Source document –
○ ○ ○ ○ ○
Hatzidakis and the US Ambassador to Greece, Geoffrey R. Pyatt, will be key speakers at the forum, where speeches will also be delivered by the energy ministers of Bulgaria, Cyprus, Israel, North Macedonia, Romania and Serbia.

Besides the prospective gas pipeline from Greece to North Macedonia, the talks between Hatzidakis and his North Macedonian peer will also focus on an upgrade of the electricity grid interconnection linking the systems of the two countries, as well as an upcoming relaunch of the Okta oil pipeline, stretching from an ELPE (Hellenic Petroleum) facility in Thessaloniki to the company’s Okta refinery and storage facility in North Macedonia.

The gas pipeline is the most important project of the three as an interconnection of the Greek and North Macedonian gas systems does not exist.

The Greek-Bulgarian IGB gas interconnection, along with TAP, to carry Azeri natural gas through northern Greece, Albania and across the Adriatic Sea to central Europe via Italy, are Greece’s two most significant international energy projects.

They promise to further diversify Europe’s energy sources and weaken Russia’s dominance in the region.

Meanwhile, Russia is promoting its own energy and geopolitical interests in the region. Last month, Greece was excluded from Turkish Stream, a Russian-Turkish gas pipeline plan whose second segment is now planned to run through Bulgaria, not Greece.

The first segment of this gas pipeline project is planned to supply Russian natural gas to the Turkish market and the second to Europe’s south and southeast.

 

Greek, Cypriot, Israeli officials seeking Italy’s East Med return

Greek, Cypriot and Israeli officials are working on details of a plan aiming to win back Rome’s support for the East Med pipeline, an ambitious 1,900-km pipeline to carry southeast Mediterranean natural gas from Israel to Europe via  Italy.

Efforts by Washington and Brussels to lure back Italy, whose coalition government has withdrawn the country’s support for the project, are pivotal.

Part of the overall diplomatic effort may be unveiled at an Athens energy summit today.

The Greek, Cypriot and Israeli energy ministers, Costis Hatzidakis, Giorgos Lakkotrypis and Yuval Steinitz, respectively, as well as US Assistant Secretary Francis Fannon, are taking part in the summit.
○ ○ ○ ○ ○
Extracted records –
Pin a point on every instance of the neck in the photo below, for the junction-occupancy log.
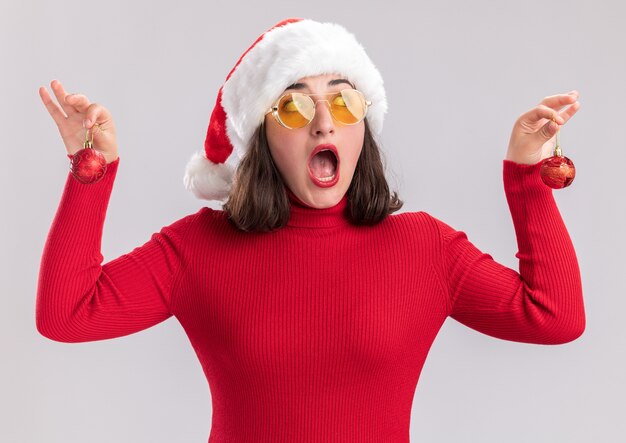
(305, 216)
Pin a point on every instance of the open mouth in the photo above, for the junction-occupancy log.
(324, 165)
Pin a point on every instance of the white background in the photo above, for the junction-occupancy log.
(457, 75)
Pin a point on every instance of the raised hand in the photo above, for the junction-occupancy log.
(74, 115)
(534, 132)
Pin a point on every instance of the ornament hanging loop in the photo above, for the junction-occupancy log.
(557, 171)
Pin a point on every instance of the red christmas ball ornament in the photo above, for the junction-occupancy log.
(88, 165)
(557, 171)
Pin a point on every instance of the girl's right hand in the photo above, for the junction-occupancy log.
(74, 109)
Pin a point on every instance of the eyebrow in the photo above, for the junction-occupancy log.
(337, 81)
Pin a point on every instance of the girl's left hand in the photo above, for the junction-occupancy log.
(534, 132)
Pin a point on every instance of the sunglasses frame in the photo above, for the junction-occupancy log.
(274, 109)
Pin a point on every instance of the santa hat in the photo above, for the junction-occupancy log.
(290, 50)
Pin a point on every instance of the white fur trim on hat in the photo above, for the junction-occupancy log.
(286, 54)
(283, 55)
(207, 180)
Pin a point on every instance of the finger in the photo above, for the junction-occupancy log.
(560, 100)
(540, 112)
(60, 94)
(53, 109)
(78, 101)
(570, 111)
(547, 131)
(96, 114)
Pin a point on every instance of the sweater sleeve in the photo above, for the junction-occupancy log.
(543, 303)
(78, 298)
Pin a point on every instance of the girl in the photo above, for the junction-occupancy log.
(310, 305)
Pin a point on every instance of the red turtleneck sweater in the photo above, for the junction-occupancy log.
(316, 332)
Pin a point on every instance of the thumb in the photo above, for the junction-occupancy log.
(548, 130)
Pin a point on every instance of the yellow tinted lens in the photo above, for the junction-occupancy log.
(348, 106)
(295, 110)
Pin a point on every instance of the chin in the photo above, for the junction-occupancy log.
(321, 199)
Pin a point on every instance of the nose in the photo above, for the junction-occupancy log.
(323, 122)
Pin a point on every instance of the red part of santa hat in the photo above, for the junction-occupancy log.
(288, 51)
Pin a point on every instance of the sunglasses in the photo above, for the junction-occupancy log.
(296, 110)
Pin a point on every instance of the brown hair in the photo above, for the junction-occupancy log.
(258, 199)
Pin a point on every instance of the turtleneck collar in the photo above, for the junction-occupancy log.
(304, 216)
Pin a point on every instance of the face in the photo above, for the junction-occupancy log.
(319, 179)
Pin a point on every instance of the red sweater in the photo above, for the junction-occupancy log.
(316, 332)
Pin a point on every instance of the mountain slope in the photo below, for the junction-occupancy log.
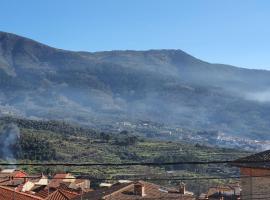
(168, 86)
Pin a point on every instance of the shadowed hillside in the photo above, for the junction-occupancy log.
(167, 86)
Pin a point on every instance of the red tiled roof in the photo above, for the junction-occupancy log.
(61, 195)
(9, 194)
(126, 192)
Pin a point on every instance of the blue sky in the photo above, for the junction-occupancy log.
(234, 32)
○ ○ ○ ○ ○
Written task –
In the energy news excerpt, how long is the planned East Med pipeline? These records have nothing to do with the energy news excerpt.

Result for this task –
1,900 km.